Aim a
Repeat the article on the Smith College Energy Center word for word.
#### Document passage
CHP replaces fired boilers;
reduces emissions, boosts efficiency

Smith College Energy Center
Northampton, Mass.
Smith College

Pacesetting Plants • Class of 2008-09
Combined Cycle Journal
second quarter 2009

Principal participants
Commercial operation:  September 2008
Engineer:  van Zelm, Heywood and Shadford
Environmental consultant:  Epsilon Associates, Inc.
Energy management consultant:  Carrier Strategic Partnerships Group
Controls integrator:  ABLE (Associated Boiler Line Equipment Co.)
Gas turbine:  Solar Turbines, Inc.
Heat-recovery steam generator:  Rentech Boiler Systems, Inc.
Packaged boiler/burner:  Rentech Boiler Systems, Inc., The Coen Co., Inc.

Power generation equipment is built to last. There are large numbers of steam and/or electric generating facilities at industrial plants and institutions still operating 40, 50, even 60 years or more after their installation.

But as these systems approach a half-century of service, sound as they may seem, there generally are good reasons for replacement – provided the thermal host has years of remaining life. Reasons often include escalating O&M costs, new emissions control regulations and increased host demand.

There are many legacy powerplants serving dedicated sites in the New England, Mid-Atlantic and Midwest regions. These were built during World War II or shortly thereafter when the U.S. supplied the world with manufactured goods, and education beyond high school became more of a necessity than a privilege.
########
#### Data provided
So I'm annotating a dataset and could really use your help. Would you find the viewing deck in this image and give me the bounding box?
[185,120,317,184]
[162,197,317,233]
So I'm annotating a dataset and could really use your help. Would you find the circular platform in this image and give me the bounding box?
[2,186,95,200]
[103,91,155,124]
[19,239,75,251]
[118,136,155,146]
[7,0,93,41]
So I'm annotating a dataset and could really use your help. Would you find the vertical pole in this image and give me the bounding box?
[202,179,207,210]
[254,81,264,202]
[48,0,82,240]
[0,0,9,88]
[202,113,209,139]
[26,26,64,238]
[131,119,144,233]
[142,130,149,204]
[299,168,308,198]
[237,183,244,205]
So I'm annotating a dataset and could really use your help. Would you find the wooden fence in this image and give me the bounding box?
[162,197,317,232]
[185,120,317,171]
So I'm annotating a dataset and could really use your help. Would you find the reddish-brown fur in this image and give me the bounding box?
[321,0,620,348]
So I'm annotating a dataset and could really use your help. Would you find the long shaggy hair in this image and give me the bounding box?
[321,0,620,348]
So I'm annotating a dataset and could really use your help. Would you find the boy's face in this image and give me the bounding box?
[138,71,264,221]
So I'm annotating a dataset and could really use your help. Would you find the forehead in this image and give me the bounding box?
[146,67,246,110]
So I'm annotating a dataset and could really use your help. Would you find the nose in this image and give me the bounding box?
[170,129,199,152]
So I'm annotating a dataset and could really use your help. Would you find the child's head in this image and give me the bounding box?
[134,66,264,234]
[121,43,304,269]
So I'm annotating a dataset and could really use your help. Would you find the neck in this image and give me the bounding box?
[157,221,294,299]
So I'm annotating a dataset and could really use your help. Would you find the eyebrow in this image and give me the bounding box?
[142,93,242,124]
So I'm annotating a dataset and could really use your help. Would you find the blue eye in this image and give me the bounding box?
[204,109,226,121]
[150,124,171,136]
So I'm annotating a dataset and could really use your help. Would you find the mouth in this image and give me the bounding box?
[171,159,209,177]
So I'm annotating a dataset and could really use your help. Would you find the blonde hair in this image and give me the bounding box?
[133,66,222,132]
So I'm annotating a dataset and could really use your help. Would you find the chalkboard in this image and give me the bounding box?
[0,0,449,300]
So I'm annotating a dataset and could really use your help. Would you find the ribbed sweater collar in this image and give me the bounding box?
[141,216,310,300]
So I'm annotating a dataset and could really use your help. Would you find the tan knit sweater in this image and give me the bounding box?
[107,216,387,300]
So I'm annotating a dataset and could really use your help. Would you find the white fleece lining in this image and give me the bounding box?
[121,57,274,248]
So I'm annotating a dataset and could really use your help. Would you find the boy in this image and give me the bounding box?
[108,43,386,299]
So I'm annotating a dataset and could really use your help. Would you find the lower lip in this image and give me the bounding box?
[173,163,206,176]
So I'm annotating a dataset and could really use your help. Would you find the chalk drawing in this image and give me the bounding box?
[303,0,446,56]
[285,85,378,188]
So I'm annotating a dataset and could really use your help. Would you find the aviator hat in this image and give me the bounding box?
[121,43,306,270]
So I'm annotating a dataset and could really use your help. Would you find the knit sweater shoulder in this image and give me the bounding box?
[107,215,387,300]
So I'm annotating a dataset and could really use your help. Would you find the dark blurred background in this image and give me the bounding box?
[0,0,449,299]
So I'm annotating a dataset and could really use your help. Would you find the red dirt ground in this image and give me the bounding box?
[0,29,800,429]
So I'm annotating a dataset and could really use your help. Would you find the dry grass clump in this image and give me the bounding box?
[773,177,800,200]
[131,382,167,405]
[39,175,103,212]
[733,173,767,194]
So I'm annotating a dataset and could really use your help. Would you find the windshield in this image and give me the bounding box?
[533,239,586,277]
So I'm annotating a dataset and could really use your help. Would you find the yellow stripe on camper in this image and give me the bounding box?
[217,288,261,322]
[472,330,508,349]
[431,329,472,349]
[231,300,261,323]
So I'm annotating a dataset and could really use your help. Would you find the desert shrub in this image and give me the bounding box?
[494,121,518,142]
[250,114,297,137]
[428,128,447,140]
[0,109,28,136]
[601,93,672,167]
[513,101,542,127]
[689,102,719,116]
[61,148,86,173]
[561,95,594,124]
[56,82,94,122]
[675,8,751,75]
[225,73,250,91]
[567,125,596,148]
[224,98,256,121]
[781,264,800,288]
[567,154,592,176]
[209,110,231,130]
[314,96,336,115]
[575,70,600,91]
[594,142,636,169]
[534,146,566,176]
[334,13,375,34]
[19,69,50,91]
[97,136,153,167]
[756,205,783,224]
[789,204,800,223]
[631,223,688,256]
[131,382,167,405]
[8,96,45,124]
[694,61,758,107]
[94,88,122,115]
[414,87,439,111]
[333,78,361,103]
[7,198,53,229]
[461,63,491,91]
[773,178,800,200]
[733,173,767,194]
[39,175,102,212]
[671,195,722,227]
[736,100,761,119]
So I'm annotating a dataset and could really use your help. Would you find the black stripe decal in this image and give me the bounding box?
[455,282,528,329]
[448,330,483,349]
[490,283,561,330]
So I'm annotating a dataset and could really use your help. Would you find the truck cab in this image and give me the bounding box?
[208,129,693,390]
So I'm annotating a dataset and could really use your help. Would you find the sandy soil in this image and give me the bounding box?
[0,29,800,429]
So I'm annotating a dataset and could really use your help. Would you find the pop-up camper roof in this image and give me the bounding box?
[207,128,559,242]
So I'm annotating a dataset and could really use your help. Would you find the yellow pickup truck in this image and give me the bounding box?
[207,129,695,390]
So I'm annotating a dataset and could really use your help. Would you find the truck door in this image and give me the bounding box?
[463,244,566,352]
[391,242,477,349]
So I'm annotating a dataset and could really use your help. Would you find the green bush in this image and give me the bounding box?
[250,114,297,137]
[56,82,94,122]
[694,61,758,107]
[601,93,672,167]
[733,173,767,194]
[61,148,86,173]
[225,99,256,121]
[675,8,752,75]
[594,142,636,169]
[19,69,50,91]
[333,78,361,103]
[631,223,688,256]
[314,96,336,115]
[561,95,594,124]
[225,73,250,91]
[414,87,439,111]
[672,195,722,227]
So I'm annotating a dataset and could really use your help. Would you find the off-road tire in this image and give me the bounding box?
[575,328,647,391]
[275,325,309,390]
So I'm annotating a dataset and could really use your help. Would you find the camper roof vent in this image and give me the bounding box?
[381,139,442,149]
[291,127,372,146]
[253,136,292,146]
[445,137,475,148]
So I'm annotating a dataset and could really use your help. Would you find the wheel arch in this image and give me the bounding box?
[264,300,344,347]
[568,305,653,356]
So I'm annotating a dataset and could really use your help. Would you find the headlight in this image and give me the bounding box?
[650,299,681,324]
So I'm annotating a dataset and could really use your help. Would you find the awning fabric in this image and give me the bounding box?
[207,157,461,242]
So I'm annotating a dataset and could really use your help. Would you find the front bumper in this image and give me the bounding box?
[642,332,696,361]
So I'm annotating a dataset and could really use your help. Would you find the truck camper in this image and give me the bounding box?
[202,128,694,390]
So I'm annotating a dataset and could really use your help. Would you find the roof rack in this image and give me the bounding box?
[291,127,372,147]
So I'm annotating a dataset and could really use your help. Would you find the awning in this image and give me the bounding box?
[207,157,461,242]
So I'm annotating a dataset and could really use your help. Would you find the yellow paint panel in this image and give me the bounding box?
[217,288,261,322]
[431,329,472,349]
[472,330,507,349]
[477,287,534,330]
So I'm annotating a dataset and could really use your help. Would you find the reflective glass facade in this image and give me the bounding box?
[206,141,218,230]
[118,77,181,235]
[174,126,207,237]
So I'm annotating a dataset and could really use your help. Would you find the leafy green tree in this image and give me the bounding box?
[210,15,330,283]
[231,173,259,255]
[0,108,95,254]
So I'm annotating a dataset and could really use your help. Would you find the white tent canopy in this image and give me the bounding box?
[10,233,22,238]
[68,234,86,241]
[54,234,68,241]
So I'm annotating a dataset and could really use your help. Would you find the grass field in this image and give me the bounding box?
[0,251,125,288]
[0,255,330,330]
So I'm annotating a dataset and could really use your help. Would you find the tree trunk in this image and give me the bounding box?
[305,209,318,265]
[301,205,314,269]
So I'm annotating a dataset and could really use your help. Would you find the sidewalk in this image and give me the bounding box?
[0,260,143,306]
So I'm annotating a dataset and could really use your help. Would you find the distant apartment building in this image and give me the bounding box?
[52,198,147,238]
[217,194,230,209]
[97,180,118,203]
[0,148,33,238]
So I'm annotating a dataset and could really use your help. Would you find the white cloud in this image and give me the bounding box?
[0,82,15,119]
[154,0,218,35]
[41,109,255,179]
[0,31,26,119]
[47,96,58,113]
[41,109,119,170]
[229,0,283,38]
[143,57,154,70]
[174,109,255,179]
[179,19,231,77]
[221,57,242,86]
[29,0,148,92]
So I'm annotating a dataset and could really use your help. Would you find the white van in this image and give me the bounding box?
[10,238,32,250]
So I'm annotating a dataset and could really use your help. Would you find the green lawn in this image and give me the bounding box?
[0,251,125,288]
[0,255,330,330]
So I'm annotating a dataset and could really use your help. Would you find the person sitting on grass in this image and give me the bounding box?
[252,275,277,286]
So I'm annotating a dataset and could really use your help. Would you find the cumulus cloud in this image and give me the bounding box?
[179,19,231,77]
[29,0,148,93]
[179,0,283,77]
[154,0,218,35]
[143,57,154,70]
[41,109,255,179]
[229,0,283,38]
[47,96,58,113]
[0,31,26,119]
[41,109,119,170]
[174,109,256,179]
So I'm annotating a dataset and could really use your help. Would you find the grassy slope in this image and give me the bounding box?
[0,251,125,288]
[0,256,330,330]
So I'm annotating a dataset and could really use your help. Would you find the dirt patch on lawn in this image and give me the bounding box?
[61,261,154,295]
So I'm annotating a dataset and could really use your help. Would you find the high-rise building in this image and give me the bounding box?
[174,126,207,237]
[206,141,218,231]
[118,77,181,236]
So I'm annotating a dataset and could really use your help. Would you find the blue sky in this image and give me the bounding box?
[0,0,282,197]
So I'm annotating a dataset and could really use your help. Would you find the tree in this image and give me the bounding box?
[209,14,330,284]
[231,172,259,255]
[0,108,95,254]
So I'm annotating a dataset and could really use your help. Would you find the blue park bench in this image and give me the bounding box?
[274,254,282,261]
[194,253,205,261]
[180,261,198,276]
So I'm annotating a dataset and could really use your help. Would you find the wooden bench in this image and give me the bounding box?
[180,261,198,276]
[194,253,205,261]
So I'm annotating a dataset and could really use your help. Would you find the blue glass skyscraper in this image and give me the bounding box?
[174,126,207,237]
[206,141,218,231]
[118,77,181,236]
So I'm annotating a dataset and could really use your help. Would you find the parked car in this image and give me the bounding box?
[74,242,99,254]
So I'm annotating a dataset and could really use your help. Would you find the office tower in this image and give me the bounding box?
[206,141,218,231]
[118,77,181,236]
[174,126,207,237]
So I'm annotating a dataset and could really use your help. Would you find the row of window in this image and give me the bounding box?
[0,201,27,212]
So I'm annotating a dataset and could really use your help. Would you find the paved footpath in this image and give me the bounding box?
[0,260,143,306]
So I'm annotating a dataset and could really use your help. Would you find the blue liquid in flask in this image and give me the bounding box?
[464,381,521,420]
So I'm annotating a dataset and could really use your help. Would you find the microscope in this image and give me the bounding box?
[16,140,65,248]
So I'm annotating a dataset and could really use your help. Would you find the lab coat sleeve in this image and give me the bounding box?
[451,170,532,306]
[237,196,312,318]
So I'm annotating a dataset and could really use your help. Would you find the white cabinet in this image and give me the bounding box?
########
Aim b
Turn the rows from the line with "find the headlight" to the line with "[202,128,694,390]" into a two-column CSV headed input and output. Give one line per row, with its text and its answer each in a quoted field and line breaks changed to spaces.

Written answer a
CHP replaces fired boilers;
reduces emissions, boosts efficiency

Smith College Energy Center
Northampton, Mass.
Smith College

Pacesetting Plants • Class of 2008-09
Combined Cycle Journal
second quarter 2009

Principal participants
Commercial operation:  September 2008
Engineer:  van Zelm, Heywood and Shadford
Environmental consultant:  Epsilon Associates, Inc.
Energy management consultant:  Carrier Strategic Partnerships Group
Controls integrator:  ABLE (Associated Boiler Line Equipment Co.)
Gas turbine:  Solar Turbines, Inc.
Heat-recovery steam generator:  Rentech Boiler Systems, Inc.
Packaged boiler/burner:  Rentech Boiler Systems, Inc., The Coen Co., Inc.

Power generation equipment is built to last. There are large numbers of steam and/or electric generating facilities at industrial plants and institutions still operating 40, 50, even 60 years or more after their installation.

But as these systems approach a half-century of service, sound as they may seem, there generally are good reasons for replacement – provided the thermal host has years of remaining life. Reasons often include escalating O&M costs, new emissions control regulations and increased host demand.

There are many legacy powerplants serving dedicated sites in the New England, Mid-Atlantic and Midwest regions. These were built during World War II or shortly thereafter when the U.S. supplied the world with manufactured goods, and education beyond high school became more of a necessity than a privilege.

Written answer b
input,output
"So I'm annotating a dataset and could really use your help. Would you find the headlight in this image and give me the bounding box?","[650,299,681,324]"
"So I'm annotating a dataset and could really use your help. Would you find the awning fabric in this image and give me the bounding box?","[207,157,461,242]"
"So I'm annotating a dataset and could really use your help. Would you find the front bumper in this image and give me the bounding box?","[642,332,696,361]"
"So I'm annotating a dataset and could really use your help. Would you find the truck camper in this image and give me the bounding box?","[202,128,694,390]"